CONSIGNES ET EXIGENCES
Reproduisez mot pour mot tout ce qui va de « La nouvelle valse » jusqu'à « de la partie). » dans l'article sur le nouveau cinéma israélien.

EXTRAIT PRÉSENTÉ

Publié le 15/11/2013 par Nastasja Caneve / Catégorie: Livre & Publication

La nouvelle valse israélienne

Un film israélien ? Ceux qui répondent, de manière hasardeuse, Valse avec Bachir ont raison, certes, mais ils devraient parcourir le dernier essai de l’historien du cinéma, Ariel Schweitzer, Le nouveau cinéma israélien. Dans ce petit livre, agréable, très clair et bien illustré, l’auteur n’y va pas par quatre chemins pour expliquer ce qu’est effectivement le nouveau cinéma israélien de ces dix dernières années (et rassurez-vous, Ari Folman et son Bachir sont de la partie).

couverture de la publication du livre Le nouveau cinéma israelien d'Ariel SchweitzerAprès un premier ouvrage paru en 1997 à L’Harmattan, Le Cinéma israélien de la modernité, Ariel Schweitzer décide de reprendre l’histoire de ce cinéma, qu’il connaît si bien, là où il l’avait laissée, c’est-à-dire au début des années 1990. C’est bel et bien à cette époque que le cinéma israélien a vécu, ce qu’on pourrait appeler, une véritable révolution : il s’exporte désormais dans le monde entier. Pourquoi la situation a-t-elle changé ? Quelles sont les particularités de ces productions ? En quoi réside l’identité de ce cinéma en plein essor ? Qui sont les protagonistes qui ont permis ce renouveau ? En s’appuyant sur une approche thématique, Ariel Schweitzer va éclaircir ces zones d’ombre.

INFORMATIONS FOURNIES
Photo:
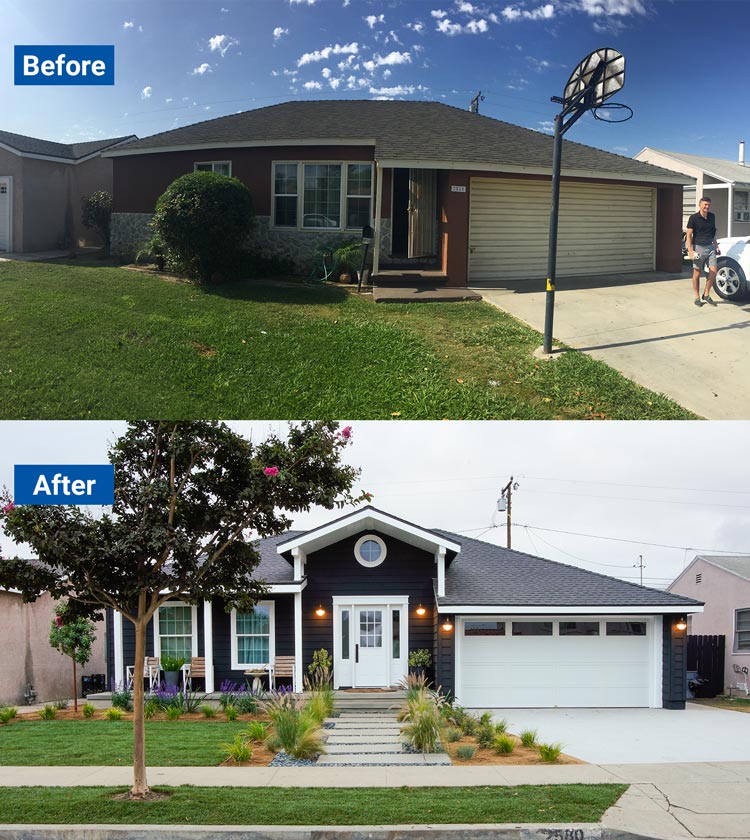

RÉSULTAT DE L'EXERCICE
La nouvelle valse israélienne

Un film israélien ? Ceux qui répondent, de manière hasardeuse, Valse avec Bachir ont raison, certes, mais ils devraient parcourir le dernier essai de l’historien du cinéma, Ariel Schweitzer, Le nouveau cinéma israélien. Dans ce petit livre, agréable, très clair et bien illustré, l’auteur n’y va pas par quatre chemins pour expliquer ce qu’est effectivement le nouveau cinéma israélien de ces dix dernières années (et rassurez-vous, Ari Folman et son Bachir sont de la partie).